**** 本文抜粋 ****
新型コロナウイルス感染症のパンデミックは、途方もない経済的被害をもたらした。企業がこうした危機を乗り越えるためには慎重性の原則、すなわち将来の収入の計上はより厳格に行うというルールに立ち戻ることが不可欠だと筆者は指摘する。楽観的な想定を前提に経営の舵取りをすれば、金融危機と同じ轍を踏むことになりかねない。
新型コロナウイルス感染症は、人的被害だけでなく、途方もない経済的被害も生み出した。2020年3月のわずか2週間の間に、すべての産業が突然停止したのである。たとえば、英国の自動車生産台数は、2019年4月には月間で7万台、2020年2月には12万台を突破していたが、2020年4月にはわずか197台にまで落ち込んだ。
このような危機を乗り切るために、企業は効率性とレジリエンス(再起力)の両方を持っていなくてはならない。
**** 抜粋データ ****
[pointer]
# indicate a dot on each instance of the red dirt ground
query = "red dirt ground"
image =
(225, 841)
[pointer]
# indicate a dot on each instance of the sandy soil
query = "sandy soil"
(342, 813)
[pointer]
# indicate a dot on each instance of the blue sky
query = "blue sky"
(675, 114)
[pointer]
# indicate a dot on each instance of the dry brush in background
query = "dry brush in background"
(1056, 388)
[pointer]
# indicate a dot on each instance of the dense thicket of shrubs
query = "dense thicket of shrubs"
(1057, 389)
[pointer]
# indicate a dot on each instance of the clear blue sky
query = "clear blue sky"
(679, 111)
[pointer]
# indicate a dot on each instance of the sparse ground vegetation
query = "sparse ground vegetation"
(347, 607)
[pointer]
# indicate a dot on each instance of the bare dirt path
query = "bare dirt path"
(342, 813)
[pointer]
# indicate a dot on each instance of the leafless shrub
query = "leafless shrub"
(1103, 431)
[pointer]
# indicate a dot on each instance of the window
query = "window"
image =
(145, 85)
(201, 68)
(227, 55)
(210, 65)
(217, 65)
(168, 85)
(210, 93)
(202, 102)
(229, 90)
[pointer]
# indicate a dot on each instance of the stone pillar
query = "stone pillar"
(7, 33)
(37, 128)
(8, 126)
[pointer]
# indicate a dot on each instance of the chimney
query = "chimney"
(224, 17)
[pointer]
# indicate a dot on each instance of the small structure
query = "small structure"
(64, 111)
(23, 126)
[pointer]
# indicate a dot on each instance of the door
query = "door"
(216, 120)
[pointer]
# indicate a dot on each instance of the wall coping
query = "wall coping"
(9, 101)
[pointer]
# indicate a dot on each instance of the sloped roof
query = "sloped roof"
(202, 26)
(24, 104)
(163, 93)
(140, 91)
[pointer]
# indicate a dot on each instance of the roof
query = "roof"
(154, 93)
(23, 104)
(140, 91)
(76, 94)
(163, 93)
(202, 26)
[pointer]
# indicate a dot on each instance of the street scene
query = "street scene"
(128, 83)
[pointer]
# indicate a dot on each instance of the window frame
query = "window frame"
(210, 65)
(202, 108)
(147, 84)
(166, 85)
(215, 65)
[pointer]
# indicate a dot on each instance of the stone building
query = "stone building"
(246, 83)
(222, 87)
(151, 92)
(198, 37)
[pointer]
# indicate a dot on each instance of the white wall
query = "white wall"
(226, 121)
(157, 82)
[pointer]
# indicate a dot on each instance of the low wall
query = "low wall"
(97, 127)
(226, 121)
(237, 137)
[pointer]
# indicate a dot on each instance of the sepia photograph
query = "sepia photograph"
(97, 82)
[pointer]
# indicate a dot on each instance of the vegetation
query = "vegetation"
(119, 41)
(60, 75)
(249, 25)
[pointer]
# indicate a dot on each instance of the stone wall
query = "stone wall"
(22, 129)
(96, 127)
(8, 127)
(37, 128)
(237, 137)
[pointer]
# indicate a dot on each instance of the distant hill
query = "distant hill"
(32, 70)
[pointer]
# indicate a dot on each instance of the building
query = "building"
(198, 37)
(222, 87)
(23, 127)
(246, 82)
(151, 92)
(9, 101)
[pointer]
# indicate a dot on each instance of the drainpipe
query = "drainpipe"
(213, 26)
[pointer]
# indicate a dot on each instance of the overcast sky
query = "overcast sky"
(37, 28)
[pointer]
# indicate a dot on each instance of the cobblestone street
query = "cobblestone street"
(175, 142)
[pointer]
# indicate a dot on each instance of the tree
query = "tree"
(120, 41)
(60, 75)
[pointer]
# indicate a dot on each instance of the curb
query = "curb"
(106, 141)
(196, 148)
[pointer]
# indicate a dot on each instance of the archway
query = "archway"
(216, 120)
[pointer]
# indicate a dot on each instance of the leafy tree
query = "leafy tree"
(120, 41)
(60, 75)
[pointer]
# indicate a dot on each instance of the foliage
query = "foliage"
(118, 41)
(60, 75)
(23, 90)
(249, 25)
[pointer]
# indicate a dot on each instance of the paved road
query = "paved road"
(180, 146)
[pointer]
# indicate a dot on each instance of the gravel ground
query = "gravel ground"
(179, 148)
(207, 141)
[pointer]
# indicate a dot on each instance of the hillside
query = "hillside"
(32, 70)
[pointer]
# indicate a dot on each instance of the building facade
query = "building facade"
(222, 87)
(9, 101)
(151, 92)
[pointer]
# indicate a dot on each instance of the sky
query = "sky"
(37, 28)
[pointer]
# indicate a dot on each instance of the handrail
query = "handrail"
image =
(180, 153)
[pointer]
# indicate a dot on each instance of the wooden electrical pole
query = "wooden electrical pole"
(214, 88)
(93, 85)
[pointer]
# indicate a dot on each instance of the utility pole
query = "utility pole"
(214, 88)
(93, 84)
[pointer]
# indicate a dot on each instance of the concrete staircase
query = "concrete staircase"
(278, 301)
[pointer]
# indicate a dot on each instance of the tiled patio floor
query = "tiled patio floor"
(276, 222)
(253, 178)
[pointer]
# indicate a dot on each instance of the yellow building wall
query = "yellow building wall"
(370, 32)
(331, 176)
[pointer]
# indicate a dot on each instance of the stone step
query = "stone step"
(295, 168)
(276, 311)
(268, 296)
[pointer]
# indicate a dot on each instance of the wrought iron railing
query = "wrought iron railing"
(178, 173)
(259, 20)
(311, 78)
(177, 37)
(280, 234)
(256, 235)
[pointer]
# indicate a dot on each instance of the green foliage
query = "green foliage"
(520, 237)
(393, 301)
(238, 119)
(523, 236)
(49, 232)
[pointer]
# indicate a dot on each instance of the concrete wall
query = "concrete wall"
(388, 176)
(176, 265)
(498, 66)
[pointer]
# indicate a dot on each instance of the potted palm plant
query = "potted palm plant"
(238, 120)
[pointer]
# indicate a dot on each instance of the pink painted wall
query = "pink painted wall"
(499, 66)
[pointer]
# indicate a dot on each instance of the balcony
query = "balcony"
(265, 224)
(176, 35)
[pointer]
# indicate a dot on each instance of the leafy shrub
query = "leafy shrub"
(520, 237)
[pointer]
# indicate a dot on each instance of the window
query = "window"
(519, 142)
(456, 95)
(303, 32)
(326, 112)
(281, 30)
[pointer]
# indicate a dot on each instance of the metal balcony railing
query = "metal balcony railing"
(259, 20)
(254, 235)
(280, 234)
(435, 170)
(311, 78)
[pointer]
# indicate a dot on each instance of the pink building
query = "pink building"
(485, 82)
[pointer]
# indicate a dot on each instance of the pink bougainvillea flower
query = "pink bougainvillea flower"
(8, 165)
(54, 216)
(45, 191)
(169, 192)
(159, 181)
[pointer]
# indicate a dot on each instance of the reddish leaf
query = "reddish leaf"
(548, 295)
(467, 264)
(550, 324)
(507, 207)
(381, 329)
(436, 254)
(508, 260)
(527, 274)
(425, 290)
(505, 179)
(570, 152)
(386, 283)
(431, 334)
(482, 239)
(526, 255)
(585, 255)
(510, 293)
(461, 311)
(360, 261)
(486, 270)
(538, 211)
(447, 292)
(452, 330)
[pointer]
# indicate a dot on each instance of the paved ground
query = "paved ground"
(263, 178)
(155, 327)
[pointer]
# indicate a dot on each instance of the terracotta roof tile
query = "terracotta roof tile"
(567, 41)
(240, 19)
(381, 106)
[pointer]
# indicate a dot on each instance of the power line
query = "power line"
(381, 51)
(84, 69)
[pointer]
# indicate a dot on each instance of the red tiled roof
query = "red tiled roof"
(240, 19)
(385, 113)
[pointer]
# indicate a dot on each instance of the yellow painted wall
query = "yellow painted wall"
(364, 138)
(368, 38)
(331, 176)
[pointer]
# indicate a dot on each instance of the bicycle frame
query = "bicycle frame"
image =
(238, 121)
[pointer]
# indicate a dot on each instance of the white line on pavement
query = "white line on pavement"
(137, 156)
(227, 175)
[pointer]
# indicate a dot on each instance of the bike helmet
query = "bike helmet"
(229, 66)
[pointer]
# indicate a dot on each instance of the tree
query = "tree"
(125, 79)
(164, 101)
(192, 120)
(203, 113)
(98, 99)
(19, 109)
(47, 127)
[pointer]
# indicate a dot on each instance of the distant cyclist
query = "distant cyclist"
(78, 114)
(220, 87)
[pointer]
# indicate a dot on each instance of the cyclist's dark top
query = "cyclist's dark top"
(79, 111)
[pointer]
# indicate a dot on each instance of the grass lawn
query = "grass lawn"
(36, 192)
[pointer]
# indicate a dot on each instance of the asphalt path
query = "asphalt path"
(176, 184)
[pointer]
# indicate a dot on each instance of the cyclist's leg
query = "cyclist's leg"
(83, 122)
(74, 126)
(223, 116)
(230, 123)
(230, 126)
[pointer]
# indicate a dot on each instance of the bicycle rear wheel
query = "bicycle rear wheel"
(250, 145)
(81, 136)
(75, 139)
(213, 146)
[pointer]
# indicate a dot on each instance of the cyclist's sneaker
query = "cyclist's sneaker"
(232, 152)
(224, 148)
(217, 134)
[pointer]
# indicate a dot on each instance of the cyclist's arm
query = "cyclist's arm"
****
## 設問 1
本文について、次の問いに答えてください。
(a) 筆者が企業にとって立ち戻ることが不可欠だとしている原則は何ですか。
(b) 2020年4月の英国の自動車生産台数は何台でしたか。
(c) 危機を乗り切るために企業が両方持っていなくてはならないものは何と何ですか。
## 設問 2
本文のうち「新型コロナウイルス感染症のパ」を含む箇所から「轍を踏むことになりかねない。」までを、「金融危機」を「経済危機」に改めて書き直してください。
抜粋データの各行は、本文とは別個の資料です。

## 解答欄 1
(a) 慎重性の原則
(b) 197台
(c) 効率性とレジリエンス(再起力)

## 解答欄 2
新型コロナウイルス感染症のパンデミックは、途方もない経済的被害をもたらした。企業がこうした危機を乗り越えるためには慎重性の原則、すなわち将来の収入の計上はより厳格に行うというルールに立ち戻ることが不可欠だと筆者は指摘する。楽観的な想定を前提に経営の舵取りをすれば、経済危機と同じ轍を踏むことになりかねない。